=== Begin Enclosure ===

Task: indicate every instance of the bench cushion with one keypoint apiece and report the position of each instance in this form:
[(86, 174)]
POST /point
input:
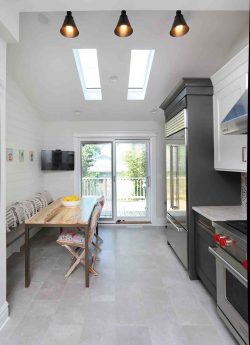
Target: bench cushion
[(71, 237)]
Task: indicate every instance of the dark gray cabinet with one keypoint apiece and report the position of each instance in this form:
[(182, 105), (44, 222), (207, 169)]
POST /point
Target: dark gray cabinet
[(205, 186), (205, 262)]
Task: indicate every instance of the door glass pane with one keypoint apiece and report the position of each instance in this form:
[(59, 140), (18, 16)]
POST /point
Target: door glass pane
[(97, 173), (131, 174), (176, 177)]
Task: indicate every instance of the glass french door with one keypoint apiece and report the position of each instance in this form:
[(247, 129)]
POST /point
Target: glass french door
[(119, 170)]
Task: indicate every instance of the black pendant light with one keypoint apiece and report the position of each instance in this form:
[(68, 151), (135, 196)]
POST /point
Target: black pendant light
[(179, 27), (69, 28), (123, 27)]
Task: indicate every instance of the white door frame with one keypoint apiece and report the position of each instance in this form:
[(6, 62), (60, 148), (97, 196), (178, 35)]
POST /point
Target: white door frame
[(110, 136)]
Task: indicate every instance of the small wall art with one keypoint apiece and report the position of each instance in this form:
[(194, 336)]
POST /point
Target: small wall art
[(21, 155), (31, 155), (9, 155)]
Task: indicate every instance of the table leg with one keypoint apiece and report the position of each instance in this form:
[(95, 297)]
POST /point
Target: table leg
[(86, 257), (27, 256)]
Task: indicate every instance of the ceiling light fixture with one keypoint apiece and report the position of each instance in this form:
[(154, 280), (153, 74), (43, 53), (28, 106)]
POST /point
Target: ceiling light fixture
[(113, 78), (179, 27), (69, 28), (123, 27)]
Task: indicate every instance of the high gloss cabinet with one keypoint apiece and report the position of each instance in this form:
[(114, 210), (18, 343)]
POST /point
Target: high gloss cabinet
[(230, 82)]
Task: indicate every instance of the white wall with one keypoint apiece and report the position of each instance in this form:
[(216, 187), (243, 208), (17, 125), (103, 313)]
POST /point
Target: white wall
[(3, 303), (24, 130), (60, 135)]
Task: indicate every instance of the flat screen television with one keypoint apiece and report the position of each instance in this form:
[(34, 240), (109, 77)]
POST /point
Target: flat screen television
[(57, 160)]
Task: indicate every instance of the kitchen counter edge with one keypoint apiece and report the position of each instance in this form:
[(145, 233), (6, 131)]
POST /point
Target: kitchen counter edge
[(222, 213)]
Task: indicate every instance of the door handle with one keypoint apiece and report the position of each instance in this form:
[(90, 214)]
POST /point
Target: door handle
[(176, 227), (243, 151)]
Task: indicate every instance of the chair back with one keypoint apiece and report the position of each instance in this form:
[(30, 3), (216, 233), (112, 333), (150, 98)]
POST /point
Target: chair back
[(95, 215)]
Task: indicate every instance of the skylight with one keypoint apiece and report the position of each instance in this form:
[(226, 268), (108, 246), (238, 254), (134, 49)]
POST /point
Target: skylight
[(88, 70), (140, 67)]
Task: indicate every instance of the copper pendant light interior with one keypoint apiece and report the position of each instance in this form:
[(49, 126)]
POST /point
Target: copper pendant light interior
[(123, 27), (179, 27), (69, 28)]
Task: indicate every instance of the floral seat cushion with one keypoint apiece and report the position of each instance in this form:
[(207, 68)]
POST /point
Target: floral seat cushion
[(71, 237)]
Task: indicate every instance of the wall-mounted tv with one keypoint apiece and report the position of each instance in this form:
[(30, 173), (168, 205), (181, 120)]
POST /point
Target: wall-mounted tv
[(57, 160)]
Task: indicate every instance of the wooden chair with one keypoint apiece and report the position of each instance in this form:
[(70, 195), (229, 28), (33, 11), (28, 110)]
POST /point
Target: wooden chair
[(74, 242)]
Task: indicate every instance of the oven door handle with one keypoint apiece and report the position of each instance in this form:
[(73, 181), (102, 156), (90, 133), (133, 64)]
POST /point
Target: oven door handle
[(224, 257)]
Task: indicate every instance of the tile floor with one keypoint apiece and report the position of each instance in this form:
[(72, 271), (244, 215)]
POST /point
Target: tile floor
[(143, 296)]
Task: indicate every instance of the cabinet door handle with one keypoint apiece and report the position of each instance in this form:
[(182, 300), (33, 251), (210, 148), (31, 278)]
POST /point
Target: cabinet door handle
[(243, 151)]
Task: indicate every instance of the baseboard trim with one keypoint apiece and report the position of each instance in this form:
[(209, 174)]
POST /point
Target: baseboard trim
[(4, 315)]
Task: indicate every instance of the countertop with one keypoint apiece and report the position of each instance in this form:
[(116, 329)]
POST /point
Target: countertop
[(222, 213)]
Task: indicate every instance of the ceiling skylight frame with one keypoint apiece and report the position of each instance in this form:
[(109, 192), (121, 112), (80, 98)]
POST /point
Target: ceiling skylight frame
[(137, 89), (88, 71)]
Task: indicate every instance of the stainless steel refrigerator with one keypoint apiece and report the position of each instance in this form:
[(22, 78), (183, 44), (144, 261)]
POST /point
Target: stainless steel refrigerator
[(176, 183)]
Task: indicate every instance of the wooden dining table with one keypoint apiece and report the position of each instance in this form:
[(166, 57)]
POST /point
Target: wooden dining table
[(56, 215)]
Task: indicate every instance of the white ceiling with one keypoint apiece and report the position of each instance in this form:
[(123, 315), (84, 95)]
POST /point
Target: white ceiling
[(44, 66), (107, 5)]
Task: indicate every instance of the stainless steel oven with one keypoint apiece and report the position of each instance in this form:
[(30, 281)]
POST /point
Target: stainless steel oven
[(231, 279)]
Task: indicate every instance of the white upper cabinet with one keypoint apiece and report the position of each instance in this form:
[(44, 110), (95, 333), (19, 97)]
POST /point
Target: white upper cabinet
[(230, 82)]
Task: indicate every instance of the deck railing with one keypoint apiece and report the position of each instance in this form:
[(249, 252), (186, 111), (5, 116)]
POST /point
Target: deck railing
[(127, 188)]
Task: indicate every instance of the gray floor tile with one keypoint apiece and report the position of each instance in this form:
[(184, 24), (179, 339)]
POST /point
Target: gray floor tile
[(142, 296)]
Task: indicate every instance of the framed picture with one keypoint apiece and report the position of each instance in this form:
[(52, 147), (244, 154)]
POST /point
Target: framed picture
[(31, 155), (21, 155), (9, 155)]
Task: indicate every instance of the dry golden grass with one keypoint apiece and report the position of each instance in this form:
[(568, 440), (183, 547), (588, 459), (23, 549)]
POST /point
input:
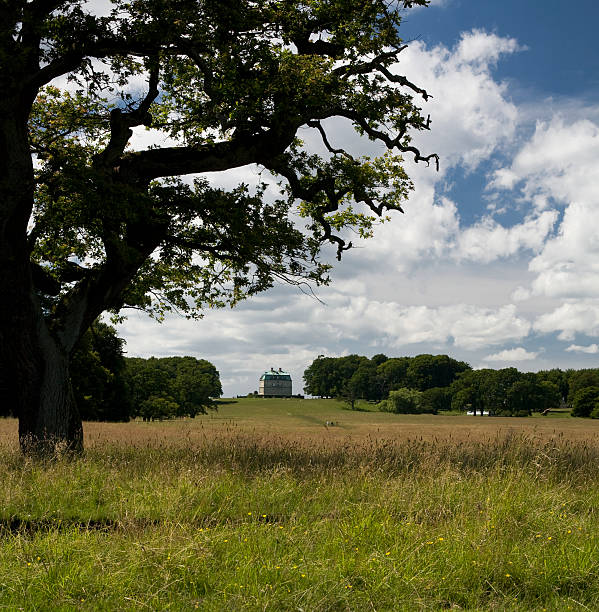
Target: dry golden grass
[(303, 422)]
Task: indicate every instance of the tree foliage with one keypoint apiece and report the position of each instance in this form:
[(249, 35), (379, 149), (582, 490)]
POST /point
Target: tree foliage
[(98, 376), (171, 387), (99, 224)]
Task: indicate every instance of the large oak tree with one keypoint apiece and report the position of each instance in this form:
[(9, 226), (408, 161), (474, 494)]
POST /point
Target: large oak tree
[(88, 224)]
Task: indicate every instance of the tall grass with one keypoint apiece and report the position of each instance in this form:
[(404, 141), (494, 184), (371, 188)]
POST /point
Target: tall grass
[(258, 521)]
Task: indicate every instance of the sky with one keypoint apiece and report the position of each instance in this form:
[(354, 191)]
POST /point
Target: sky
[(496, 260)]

=== End Enclosure ===

§ **Task to complete**: Please repeat the listing above word for word, with the pictures removed.

§ **Output of the exercise**:
Task: indicate every instance of the bench cushion with one keypoint apiece and report the position of each instance in this form:
[(86, 174)]
POST /point
input:
Target: bench cushion
[(71, 237)]
Task: indicate every instance of the dark gray cabinet with one keypoint apiece and report the position of each instance in this form:
[(182, 105), (44, 222), (207, 169)]
POST /point
Target: dark gray cabinet
[(205, 186), (205, 262)]
Task: indicate every instance of the door glass pane with one keypoint apiece and report the position of each instance in this form:
[(59, 140), (18, 16)]
POST /point
Target: door glass pane
[(97, 173), (131, 174), (176, 177)]
Task: indicate every instance of the glass french door with one keypoint apiece and report the position of each instance in this form:
[(247, 129)]
POST /point
Target: glass french door
[(119, 170)]
Task: indicate every instance of the black pendant light with one keypoint apiece and report the position of each instance in this form:
[(68, 151), (135, 196)]
POST /point
Target: black pendant light
[(179, 27), (69, 28), (123, 27)]
Task: indicate every instance of the white door frame with one keypoint apiece and report the position of each instance in this form:
[(6, 62), (60, 148), (97, 196), (178, 35)]
POST /point
Target: white door frame
[(110, 136)]
Task: indicate every instance of the small wall art with one keypoint apiece and report the position of each instance in this form:
[(194, 336)]
POST /point
Target: small wall art
[(21, 155), (31, 155), (9, 155)]
Task: indicate every instance of the table leg with one keypoint apiece and report the position of each instance in this form:
[(95, 297)]
POST /point
Target: table leg
[(86, 257), (27, 256)]
Task: indicate every instance of the ceiling light fixture with one keypoint apiece and report the position of each instance in this form:
[(154, 280), (153, 74), (43, 53), (28, 106)]
POST /point
Target: ceiling light fixture
[(113, 78), (179, 27), (69, 28), (123, 27)]
Task: indicate every instance of the high gloss cabinet with one keypoint apiece and report the position of each instance in this form:
[(114, 210), (18, 343)]
POST /point
Target: high gloss cabinet
[(230, 82)]
Task: indicate every instance of the white wall with one keypoint apiece and report the position of each instance in this form:
[(216, 187), (243, 208), (17, 125), (103, 313)]
POST /point
Target: white wall
[(3, 303), (24, 130), (60, 135)]
Task: indicate every instance of the flat screen television with one keypoint apiece and report the position of each instance in this form:
[(34, 240), (109, 77)]
POST /point
Target: flat screen television
[(57, 160)]
Task: indicate every instance of the kitchen counter edge with one keypoint apiece and report the position of each instance in this form:
[(145, 233), (6, 131)]
POST /point
Target: kitchen counter edge
[(222, 213)]
Task: indicate every instance of the door handle with one keypoint apiece and report the position of each instance in this form:
[(90, 214)]
POST /point
Target: door handle
[(176, 227), (243, 151)]
Task: indicate every instance of the chair back with one keypoint apiece and report the position of each instance in this form:
[(30, 3), (216, 233), (112, 333), (150, 98)]
POST /point
Target: chair back
[(95, 215)]
Task: indicate every instance of the skylight with one keypoint apiece and report the position of each instance in this form:
[(226, 268), (108, 246), (238, 254), (134, 49)]
POST /point
Target: skylight
[(88, 70), (140, 67)]
Task: indicate every instance of the copper pendant light interior with one keypoint apiece and report the position of each instance in this form:
[(49, 126)]
POST /point
Target: copper pendant light interior
[(123, 27), (179, 27), (69, 28)]
Task: indicate every instance of the floral seat cushion with one keypoint apiece and report the position of each instance in this form:
[(207, 68)]
POST /point
Target: floral seat cushion
[(71, 237)]
Task: indicate every instance of the wall-mounted tv with one keypoint apiece and report the position of each instance in this form:
[(30, 173), (168, 205), (181, 120)]
POST /point
Target: wall-mounted tv
[(57, 160)]
Task: indicate every instance of the wooden chair with one keypoint apiece and report the position of each instance in this form:
[(70, 195), (229, 28), (33, 11), (28, 110)]
POST /point
Target: wooden chair
[(74, 242)]
Task: indicate every instance of the oven door handle with one keypoint apiece and report the position of each instance in this form:
[(73, 181), (102, 156), (90, 133), (133, 64)]
POST /point
Target: oven door handle
[(224, 257)]
Task: indicate every instance of the tile floor with one keypoint apiece and report the position of each instance in this form:
[(72, 271), (244, 215)]
POST /point
Target: tile floor
[(143, 296)]
Task: indicate every instance of the cabinet door handle with one keypoint apiece and report the position of each instance in this form:
[(182, 300), (33, 251), (210, 148), (31, 278)]
POST /point
Target: cabinet door handle
[(243, 151)]
Task: indicate every instance of the baseboard trim with one keypoint apiece and report the position of each instance in this form:
[(209, 174)]
POST /point
Target: baseboard trim
[(4, 315)]
Task: indicate every instance of the countertop with one keypoint apiece and report the position of each instance in this form:
[(116, 329)]
POST /point
Target: countertop
[(222, 213)]
Task: indicate every instance of the ceiling skylight frame with one keypoint apiece and report the position of each instance in this form:
[(109, 192), (121, 112), (80, 98)]
POST /point
Target: ceiling skylight frame
[(137, 89), (88, 71)]
Task: indicate every instance of the stainless steel refrigerator with one keypoint apiece and report the position of each instance in this form:
[(22, 78), (183, 44), (144, 261)]
POST /point
Target: stainless steel refrigerator
[(176, 183)]
Task: indicate every instance of the wooden dining table with one keypoint apiece and report the position of each instance in this form:
[(166, 57)]
POST /point
Target: wooden dining table
[(56, 215)]
Task: indicate every instance of the white ceiling with one keypoint apiece and report the position of each instance in this form:
[(123, 315), (84, 95)]
POST /point
Target: white ceiling
[(44, 66), (107, 5)]
Task: indicate every instance of the stainless steel oven with one keypoint apiece and report the position of each instance in this form:
[(30, 281)]
POST /point
Target: stainless steel oven
[(231, 279)]
Task: indicate every instance of the white upper cabinet with one keypoint apiece and report the position of each instance in this form:
[(44, 110), (95, 333), (19, 97)]
POST /point
Target: white upper cabinet
[(230, 82)]
Task: indicate every instance of the deck railing with one keypoint apiece and report the position of each instance in this form:
[(249, 252), (186, 111), (5, 116)]
POST /point
Target: deck railing
[(127, 188)]
Task: indicate every instance of the gray floor tile with one keypoint apiece and report the position of each instance in this form:
[(184, 24), (179, 339)]
POST /point
Target: gray floor tile
[(142, 296)]
Task: indicate every instance of the framed picture with one keypoint apiece and report the position of each instance in this form:
[(52, 147), (244, 154)]
POST /point
Target: framed picture
[(31, 155), (21, 155), (9, 155)]
Task: indicate every instance of the dry golden grass with one keypoint apiece and report the position of each instance in this form:
[(568, 440), (183, 547), (588, 459), (23, 549)]
POST /point
input:
Target: dry golden grass
[(303, 422)]
Task: indicate every instance of the tree foliage with one keypoint apiece and report the position of each instance in this form:
[(249, 35), (379, 149), (582, 490)]
POST /point
Target: tree foliage
[(98, 376), (171, 387), (99, 224)]
Task: indicate every instance of the large oak tree with one keypoint apiece and report the position of each instance in this form:
[(9, 226), (408, 161), (474, 494)]
POST /point
Target: large oak tree
[(88, 224)]
Task: indicate every instance of the tall grass with one keypoint apiece and report the position of each instance in this form:
[(404, 141), (494, 184), (371, 188)]
POST /point
Target: tall grass
[(258, 521)]
Task: indicate every instance of the sky with one keypoint apiece and report the position of each instance in this form:
[(354, 191)]
POST /point
Target: sky
[(496, 260)]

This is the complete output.